(EXERCISE DESCRIPTION) Your task is to copy the stretch of lines in the records below that begins with the line containing "Pick out every instance of the glowing" and ends with the line containing "Pick out every instance of the skyscraper", exactly as written, with nothing added.

(LISTED RECORDS)
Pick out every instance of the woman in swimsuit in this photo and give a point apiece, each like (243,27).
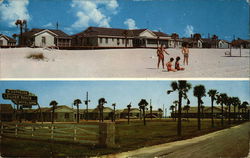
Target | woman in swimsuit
(160,54)
(169,65)
(185,52)
(177,64)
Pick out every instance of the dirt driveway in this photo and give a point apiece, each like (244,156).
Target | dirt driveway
(232,142)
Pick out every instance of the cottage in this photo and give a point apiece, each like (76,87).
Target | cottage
(7,41)
(46,38)
(111,37)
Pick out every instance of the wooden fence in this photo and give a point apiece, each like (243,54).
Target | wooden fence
(81,133)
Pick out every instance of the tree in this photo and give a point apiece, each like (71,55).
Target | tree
(175,36)
(175,108)
(172,107)
(160,112)
(182,87)
(212,93)
(229,103)
(76,103)
(235,103)
(53,103)
(142,104)
(186,108)
(222,99)
(244,106)
(101,102)
(199,92)
(114,104)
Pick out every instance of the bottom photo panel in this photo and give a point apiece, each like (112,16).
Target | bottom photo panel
(125,118)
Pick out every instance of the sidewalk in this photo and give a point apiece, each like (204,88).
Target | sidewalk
(232,142)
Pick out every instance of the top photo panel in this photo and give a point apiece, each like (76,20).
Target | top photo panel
(124,39)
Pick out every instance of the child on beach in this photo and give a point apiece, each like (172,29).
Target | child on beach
(169,65)
(177,64)
(185,52)
(160,54)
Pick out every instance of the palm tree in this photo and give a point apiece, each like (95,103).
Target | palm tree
(101,102)
(182,87)
(222,99)
(129,106)
(53,103)
(175,108)
(76,103)
(160,112)
(229,103)
(114,104)
(199,92)
(235,103)
(142,104)
(175,36)
(172,107)
(186,108)
(212,93)
(244,106)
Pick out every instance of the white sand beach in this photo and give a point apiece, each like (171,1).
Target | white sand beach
(120,63)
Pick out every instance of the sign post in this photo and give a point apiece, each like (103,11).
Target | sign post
(23,99)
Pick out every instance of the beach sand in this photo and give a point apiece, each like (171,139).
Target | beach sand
(120,63)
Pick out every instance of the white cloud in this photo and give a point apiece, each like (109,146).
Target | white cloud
(89,11)
(130,23)
(48,25)
(188,30)
(13,10)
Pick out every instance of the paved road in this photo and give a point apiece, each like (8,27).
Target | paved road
(232,142)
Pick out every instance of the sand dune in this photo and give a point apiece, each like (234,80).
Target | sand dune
(120,63)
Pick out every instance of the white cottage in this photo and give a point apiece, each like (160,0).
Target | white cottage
(110,37)
(46,38)
(7,41)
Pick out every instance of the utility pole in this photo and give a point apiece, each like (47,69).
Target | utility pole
(87,103)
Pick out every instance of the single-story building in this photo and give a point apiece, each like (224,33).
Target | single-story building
(7,41)
(46,38)
(112,37)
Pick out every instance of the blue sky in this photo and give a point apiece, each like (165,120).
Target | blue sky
(119,92)
(225,18)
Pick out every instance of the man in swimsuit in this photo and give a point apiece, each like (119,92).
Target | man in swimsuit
(160,54)
(185,52)
(177,64)
(169,65)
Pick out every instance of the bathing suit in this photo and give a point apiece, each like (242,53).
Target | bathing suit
(169,65)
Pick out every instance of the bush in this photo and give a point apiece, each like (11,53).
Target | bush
(38,56)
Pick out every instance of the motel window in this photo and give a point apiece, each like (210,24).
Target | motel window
(66,115)
(118,41)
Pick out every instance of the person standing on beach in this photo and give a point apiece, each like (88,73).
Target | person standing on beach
(185,52)
(160,54)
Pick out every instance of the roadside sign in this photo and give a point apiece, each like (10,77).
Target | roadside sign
(20,97)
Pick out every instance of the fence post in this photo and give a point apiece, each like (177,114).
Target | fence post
(1,128)
(107,134)
(52,132)
(16,131)
(74,132)
(32,134)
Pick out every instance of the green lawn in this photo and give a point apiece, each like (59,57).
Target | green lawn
(128,137)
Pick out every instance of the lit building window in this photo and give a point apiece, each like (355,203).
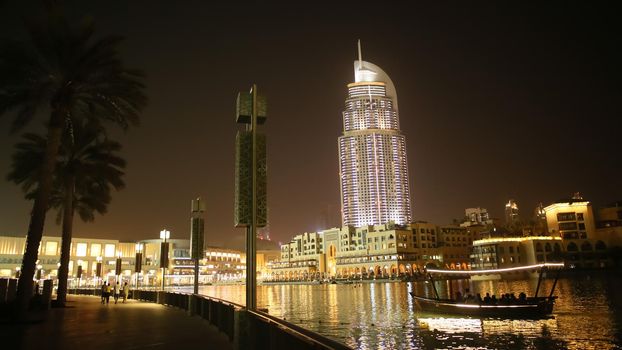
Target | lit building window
(109,250)
(51,248)
(81,249)
(96,249)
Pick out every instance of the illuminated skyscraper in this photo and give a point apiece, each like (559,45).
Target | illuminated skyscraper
(372,152)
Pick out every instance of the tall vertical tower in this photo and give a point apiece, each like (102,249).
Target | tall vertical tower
(373,170)
(511,212)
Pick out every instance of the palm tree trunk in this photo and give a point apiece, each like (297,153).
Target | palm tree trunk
(37,216)
(65,253)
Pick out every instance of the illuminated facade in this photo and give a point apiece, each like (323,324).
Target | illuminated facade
(372,152)
(514,252)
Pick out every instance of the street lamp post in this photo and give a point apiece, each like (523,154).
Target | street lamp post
(250,182)
(139,261)
(164,235)
(98,268)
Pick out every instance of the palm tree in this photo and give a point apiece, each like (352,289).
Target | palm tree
(86,171)
(70,75)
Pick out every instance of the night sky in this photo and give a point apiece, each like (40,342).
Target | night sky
(496,101)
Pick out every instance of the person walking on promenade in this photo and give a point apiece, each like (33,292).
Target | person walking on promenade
(108,290)
(116,292)
(126,292)
(103,293)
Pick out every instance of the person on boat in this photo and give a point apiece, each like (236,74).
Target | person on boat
(487,298)
(513,299)
(468,296)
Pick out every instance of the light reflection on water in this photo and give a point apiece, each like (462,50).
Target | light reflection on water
(382,315)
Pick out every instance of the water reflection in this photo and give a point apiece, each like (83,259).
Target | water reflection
(382,315)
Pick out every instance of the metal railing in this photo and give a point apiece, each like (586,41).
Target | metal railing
(254,329)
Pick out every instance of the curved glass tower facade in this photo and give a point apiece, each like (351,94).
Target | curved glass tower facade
(373,169)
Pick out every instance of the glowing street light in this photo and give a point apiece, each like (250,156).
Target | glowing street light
(139,261)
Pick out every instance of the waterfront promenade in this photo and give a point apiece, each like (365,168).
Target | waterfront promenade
(87,324)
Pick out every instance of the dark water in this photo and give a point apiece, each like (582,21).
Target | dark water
(587,315)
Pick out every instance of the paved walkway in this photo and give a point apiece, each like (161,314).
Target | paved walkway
(87,325)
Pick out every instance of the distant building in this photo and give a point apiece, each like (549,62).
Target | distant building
(364,252)
(476,216)
(455,245)
(511,213)
(573,221)
(373,170)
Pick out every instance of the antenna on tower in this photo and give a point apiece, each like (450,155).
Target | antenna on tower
(360,55)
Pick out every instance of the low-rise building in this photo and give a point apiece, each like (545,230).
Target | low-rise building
(510,252)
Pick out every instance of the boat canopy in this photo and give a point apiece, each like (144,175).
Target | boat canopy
(491,271)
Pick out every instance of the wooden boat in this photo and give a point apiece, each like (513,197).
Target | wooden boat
(531,307)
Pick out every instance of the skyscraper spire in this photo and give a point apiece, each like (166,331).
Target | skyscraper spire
(360,55)
(373,169)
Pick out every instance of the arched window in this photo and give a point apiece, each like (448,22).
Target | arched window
(600,245)
(586,246)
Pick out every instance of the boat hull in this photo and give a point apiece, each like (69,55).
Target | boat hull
(532,308)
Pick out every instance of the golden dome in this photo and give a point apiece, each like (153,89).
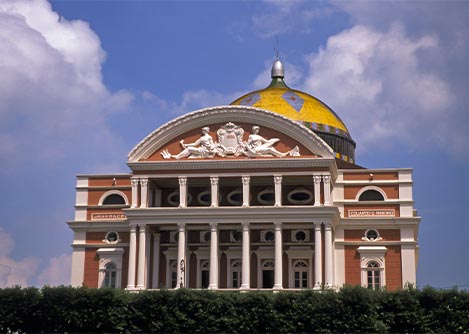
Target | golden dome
(295,105)
(303,108)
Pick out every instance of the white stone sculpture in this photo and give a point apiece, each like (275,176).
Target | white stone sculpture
(258,146)
(204,147)
(230,144)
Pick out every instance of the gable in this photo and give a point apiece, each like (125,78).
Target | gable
(229,132)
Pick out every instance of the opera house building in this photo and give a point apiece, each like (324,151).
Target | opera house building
(264,193)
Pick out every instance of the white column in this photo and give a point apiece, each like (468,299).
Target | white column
(317,189)
(182,192)
(132,257)
(214,191)
(246,179)
(144,193)
(246,266)
(181,276)
(317,255)
(327,189)
(134,192)
(278,257)
(328,254)
(278,190)
(213,282)
(141,257)
(156,261)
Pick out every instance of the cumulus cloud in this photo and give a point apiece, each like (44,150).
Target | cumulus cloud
(14,272)
(376,82)
(52,97)
(190,100)
(280,17)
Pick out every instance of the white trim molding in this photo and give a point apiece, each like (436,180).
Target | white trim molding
(372,254)
(108,255)
(378,189)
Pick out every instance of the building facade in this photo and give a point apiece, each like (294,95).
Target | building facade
(260,194)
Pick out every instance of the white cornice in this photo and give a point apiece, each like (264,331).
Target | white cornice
(221,114)
(374,170)
(220,165)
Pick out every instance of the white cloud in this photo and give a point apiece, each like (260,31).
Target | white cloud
(57,272)
(283,17)
(293,75)
(377,84)
(191,100)
(52,98)
(14,272)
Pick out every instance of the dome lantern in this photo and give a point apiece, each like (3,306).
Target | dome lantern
(303,108)
(277,70)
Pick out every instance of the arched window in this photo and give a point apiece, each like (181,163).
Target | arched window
(205,271)
(236,274)
(371,195)
(300,272)
(373,274)
(110,273)
(268,274)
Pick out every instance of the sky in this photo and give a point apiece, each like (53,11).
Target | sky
(82,82)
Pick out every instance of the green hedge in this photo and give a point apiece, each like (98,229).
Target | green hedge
(352,309)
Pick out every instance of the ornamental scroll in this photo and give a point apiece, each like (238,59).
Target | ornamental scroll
(230,144)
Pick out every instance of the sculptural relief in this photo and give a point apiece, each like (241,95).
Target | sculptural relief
(230,144)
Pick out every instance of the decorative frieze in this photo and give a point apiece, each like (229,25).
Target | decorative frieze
(230,144)
(365,213)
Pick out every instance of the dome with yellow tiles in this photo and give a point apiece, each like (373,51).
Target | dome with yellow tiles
(303,108)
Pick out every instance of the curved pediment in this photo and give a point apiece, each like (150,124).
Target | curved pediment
(229,132)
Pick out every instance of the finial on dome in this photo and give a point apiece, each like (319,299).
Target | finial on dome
(277,69)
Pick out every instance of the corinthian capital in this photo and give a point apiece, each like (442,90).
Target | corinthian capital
(326,178)
(278,179)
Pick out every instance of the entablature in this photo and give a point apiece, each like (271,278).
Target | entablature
(230,215)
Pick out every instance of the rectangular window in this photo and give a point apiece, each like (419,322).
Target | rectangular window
(304,278)
(174,278)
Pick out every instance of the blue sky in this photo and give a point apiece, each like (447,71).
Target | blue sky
(82,82)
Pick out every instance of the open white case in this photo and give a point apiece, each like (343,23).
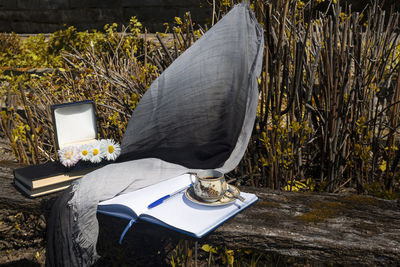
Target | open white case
(74,123)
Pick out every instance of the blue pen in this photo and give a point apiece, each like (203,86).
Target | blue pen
(162,199)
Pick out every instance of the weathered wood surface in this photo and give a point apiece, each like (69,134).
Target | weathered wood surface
(343,229)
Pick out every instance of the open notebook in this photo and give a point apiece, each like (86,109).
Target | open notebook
(178,213)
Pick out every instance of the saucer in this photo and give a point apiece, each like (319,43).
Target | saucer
(228,198)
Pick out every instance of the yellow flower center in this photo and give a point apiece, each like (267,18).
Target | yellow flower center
(69,154)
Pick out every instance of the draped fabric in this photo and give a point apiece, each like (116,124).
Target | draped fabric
(198,114)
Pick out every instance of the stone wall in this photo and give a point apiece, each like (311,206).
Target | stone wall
(44,16)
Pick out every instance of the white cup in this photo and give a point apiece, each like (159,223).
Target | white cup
(209,185)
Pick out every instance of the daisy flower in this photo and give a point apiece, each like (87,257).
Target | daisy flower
(110,148)
(69,156)
(85,152)
(95,152)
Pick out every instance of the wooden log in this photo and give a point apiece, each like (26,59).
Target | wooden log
(343,229)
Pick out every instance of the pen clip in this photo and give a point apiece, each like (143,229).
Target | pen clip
(158,202)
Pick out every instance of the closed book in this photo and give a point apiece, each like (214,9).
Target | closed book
(37,176)
(42,190)
(178,213)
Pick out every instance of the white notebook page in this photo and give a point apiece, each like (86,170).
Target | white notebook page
(139,200)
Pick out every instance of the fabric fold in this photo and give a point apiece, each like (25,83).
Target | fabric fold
(198,114)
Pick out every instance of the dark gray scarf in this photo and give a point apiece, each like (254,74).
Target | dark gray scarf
(198,114)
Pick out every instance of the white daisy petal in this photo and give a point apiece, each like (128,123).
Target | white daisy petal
(69,156)
(111,149)
(85,152)
(96,154)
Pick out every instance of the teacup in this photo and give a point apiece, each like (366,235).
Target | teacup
(209,185)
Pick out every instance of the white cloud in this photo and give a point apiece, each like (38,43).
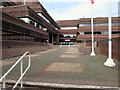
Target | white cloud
(100,9)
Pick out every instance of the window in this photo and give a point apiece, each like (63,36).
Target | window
(104,33)
(81,33)
(68,28)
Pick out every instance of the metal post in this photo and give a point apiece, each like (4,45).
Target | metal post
(24,2)
(21,73)
(52,39)
(110,62)
(60,45)
(4,83)
(92,53)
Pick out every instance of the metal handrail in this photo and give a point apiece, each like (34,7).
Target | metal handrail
(22,73)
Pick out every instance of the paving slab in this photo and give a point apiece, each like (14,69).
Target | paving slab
(60,67)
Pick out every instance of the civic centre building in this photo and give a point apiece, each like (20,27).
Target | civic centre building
(28,26)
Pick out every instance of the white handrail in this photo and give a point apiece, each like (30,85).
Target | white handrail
(22,73)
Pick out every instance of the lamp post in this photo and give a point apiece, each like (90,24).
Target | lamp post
(109,62)
(92,53)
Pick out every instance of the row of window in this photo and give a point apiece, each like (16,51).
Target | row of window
(99,24)
(103,33)
(40,14)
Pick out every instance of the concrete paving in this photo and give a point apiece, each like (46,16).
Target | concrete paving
(66,65)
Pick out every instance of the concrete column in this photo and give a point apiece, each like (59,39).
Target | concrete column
(52,39)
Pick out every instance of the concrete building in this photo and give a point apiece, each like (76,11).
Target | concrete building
(78,31)
(26,25)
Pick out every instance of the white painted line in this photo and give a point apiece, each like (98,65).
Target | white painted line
(61,85)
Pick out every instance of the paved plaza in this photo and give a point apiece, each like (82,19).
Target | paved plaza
(66,65)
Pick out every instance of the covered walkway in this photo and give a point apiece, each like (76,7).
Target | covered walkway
(66,65)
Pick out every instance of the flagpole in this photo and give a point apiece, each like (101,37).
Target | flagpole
(92,53)
(109,62)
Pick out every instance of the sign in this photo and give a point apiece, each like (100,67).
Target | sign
(67,39)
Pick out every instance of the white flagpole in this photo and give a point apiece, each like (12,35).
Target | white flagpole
(110,62)
(24,2)
(92,53)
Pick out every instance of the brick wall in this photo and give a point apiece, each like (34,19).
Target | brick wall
(14,48)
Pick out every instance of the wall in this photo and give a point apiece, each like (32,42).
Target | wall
(15,48)
(103,48)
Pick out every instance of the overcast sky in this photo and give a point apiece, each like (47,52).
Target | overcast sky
(75,9)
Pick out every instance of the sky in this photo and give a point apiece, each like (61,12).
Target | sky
(75,9)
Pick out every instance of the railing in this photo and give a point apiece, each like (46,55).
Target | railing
(2,79)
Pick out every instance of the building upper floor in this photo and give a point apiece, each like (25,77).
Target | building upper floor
(31,11)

(THE COMPLETED TASK)
Pick out every instance of the glowing street light in this photo and give a point apiece, each like (250,156).
Target | glowing street light
(139,261)
Pick out every instance of the waterfront promenade in this photo and give a point apiece, each like (365,168).
Target | waterfront promenade
(87,324)
Pick out every instance of the dark water in this photo and give a point apiece, each like (582,21).
Target | dark water
(587,315)
Pick out every instance of the paved walkway in this photo and give a point apiece, each like (161,314).
Target | paved walkway
(87,325)
Pick out every instance of the distant building in this photo and give a point apiece, each like (549,62).
Target | distant building
(364,252)
(476,216)
(455,245)
(511,213)
(573,221)
(373,170)
Pick out every instance of the antenna on tower in this photo and give a point apiece, each like (450,155).
Target | antenna on tower
(360,55)
Pick out every instance of the low-rise building in this photo and give a point apiece, each like (545,230).
Target | low-rise building
(510,252)
Pick out every instance of the boat canopy in this photo and give a point apiece, each like (144,175).
Target | boat canopy
(491,271)
Pick out every instance of the wooden boat in this photo and give a point apiece, each like (513,197).
Target | wooden boat
(531,307)
Pick out every instance of the skyscraper spire in this photo and give a point apiece, each like (166,331).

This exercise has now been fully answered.